= Exercise description =
Present every line of the entries below as a Markdown table with the columns Row and Line, where Row holds the row number and blank lines are omitted. Exclude the pictures from the table.

(Items listed in a dataset)
%%

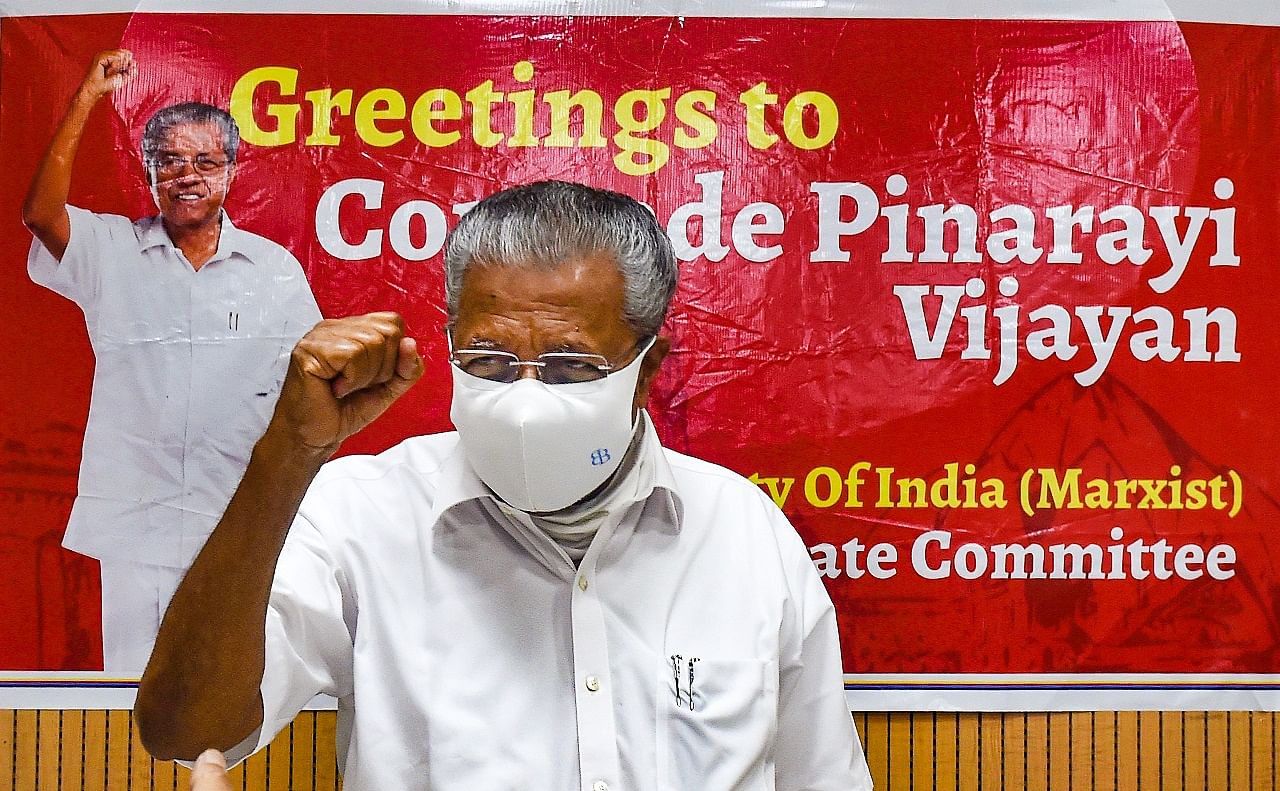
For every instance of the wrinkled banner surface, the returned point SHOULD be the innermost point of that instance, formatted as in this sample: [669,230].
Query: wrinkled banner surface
[986,306]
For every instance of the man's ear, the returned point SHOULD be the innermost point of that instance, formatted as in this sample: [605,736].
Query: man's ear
[649,371]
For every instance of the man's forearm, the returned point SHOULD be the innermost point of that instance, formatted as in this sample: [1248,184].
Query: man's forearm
[45,209]
[201,686]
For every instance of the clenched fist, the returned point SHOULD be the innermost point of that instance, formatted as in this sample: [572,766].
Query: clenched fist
[342,375]
[106,72]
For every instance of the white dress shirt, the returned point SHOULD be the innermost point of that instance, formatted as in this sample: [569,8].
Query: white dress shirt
[188,366]
[693,648]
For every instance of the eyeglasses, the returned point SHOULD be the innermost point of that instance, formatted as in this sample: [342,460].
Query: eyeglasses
[173,164]
[552,367]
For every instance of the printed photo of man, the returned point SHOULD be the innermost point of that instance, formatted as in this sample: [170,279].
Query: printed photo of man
[191,320]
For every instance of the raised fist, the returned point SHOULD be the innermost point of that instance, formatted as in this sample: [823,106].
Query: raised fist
[108,72]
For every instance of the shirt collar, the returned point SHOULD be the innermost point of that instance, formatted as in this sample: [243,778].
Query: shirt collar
[460,483]
[231,239]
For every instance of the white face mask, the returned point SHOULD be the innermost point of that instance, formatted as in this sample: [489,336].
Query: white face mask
[545,447]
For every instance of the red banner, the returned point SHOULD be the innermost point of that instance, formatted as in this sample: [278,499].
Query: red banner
[983,305]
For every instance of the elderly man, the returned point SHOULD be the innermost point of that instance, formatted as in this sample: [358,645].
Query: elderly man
[191,320]
[544,599]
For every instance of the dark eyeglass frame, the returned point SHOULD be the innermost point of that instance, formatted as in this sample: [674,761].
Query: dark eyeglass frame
[173,164]
[552,367]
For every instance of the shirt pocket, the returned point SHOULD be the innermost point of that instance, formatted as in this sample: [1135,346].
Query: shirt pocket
[716,730]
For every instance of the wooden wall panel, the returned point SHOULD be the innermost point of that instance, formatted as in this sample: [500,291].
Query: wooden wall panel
[912,751]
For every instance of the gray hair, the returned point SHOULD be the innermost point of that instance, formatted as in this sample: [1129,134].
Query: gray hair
[188,113]
[543,224]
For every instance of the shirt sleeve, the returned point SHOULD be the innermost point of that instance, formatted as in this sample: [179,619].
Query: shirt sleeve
[309,645]
[818,746]
[95,241]
[297,301]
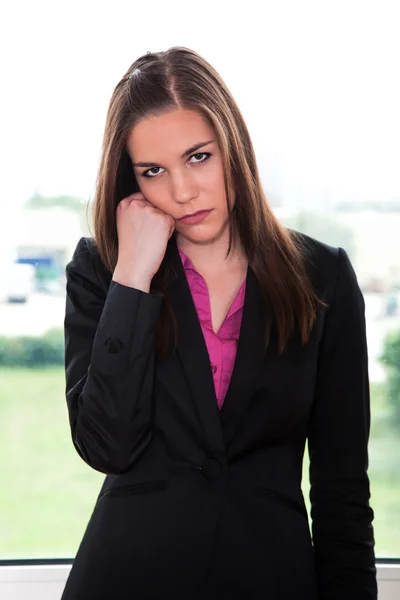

%%

= Task response =
| Row | Line |
|---|---|
| 1 | For every instance of the wrinkled banner surface, the returned point SHOULD be the innermost point of that instance, formatted as in this sample: [669,230]. |
| 2 | Query: wrinkled banner surface |
| 3 | [986,306] |
| 4 | For every instance of the man's ear, the returned point SHOULD be the innermost point of that instance, formatted as in this sample: [605,736]. |
| 5 | Query: man's ear |
| 6 | [649,371] |
| 7 | For every instance of the man's forearm, the returned point SHOULD be the innermost point of that instance, formatted as in this sample: [1248,184]. |
| 8 | Query: man's forearm |
| 9 | [45,209] |
| 10 | [201,686] |
| 11 | For every instance of the clenched fist, the returned point SHOULD be the innermost point of that instance, formatted as in this sample: [572,766]. |
| 12 | Query: clenched fist |
| 13 | [342,375] |
| 14 | [106,72] |
| 15 | For every instance of the white dress shirt, the returned point SHOULD be the innermost point of that instance, formatted as in this sample: [569,8]. |
| 16 | Query: white dress shirt |
| 17 | [188,366] |
| 18 | [693,648] |
| 19 | For every instance of the eyeglasses, the returned point SHOULD be the innermost point of that instance, formatted as in this sample: [342,460]. |
| 20 | Query: eyeglasses |
| 21 | [173,164] |
| 22 | [552,367] |
| 23 | For every instance of the printed photo of man, the returned point SHOULD be the innermost point of that instance, formatted as in this sample: [170,279]. |
| 24 | Query: printed photo of man |
| 25 | [191,320] |
| 26 | For every instance of the raised fist, the returned point SHOULD be the innermost point of that instance, formatted as in this sample: [823,106]. |
| 27 | Query: raised fist |
| 28 | [108,72] |
| 29 | For every instance of the shirt collar, the returned point SHOULD be the innermost point of that instance, formatted as in this sample: [243,778]. |
| 30 | Query: shirt collar |
| 31 | [460,483] |
| 32 | [231,239] |
| 33 | For every instance of the white face mask, the returned point SHOULD be the innermost point of that instance, formatted as in this sample: [489,336]. |
| 34 | Query: white face mask |
| 35 | [545,447] |
| 36 | For every instance of the red banner, the returned point SHOULD be the innermost point of that instance, formatted as in this sample: [278,499]. |
| 37 | Query: red banner |
| 38 | [983,305] |
| 39 | For every instance of the elderly man, the returned point SHOULD be the innermost point of that instance, formatted as in this sample: [358,645]. |
| 40 | Query: elderly man |
| 41 | [191,320] |
| 42 | [544,599] |
| 43 | For every instance of the dark eyeglass frame, the returned point SHOULD be the innermost point of that instance, formatted as in this sample: [674,761]. |
| 44 | Query: dark eyeglass frame |
| 45 | [173,164] |
| 46 | [552,367] |
| 47 | For every instance of the shirt pocket, the returned point SHOULD be the innermost point of that instance, formatted as in this sample: [1135,346]. |
| 48 | Query: shirt pocket |
| 49 | [716,730] |
| 50 | For every instance of the wooden wall panel, the returned point SHOULD be the innermost point of that instance, formatted as in this sample: [500,291]. |
| 51 | Query: wooden wall panel |
| 52 | [912,751] |
| 53 | For every instance of the gray hair, the returned point SHOULD be the innermost point of that instance, formatted as in this sample: [1129,134]. |
| 54 | Query: gray hair |
| 55 | [188,113] |
| 56 | [543,224] |
| 57 | For every instance of the shirt sleeve, the returned point SHOULD be the innermost point of that instance, formatted as in this sample: [179,619]. |
| 58 | Query: shirt sleeve |
| 59 | [309,645] |
| 60 | [818,746] |
| 61 | [95,241] |
| 62 | [297,301] |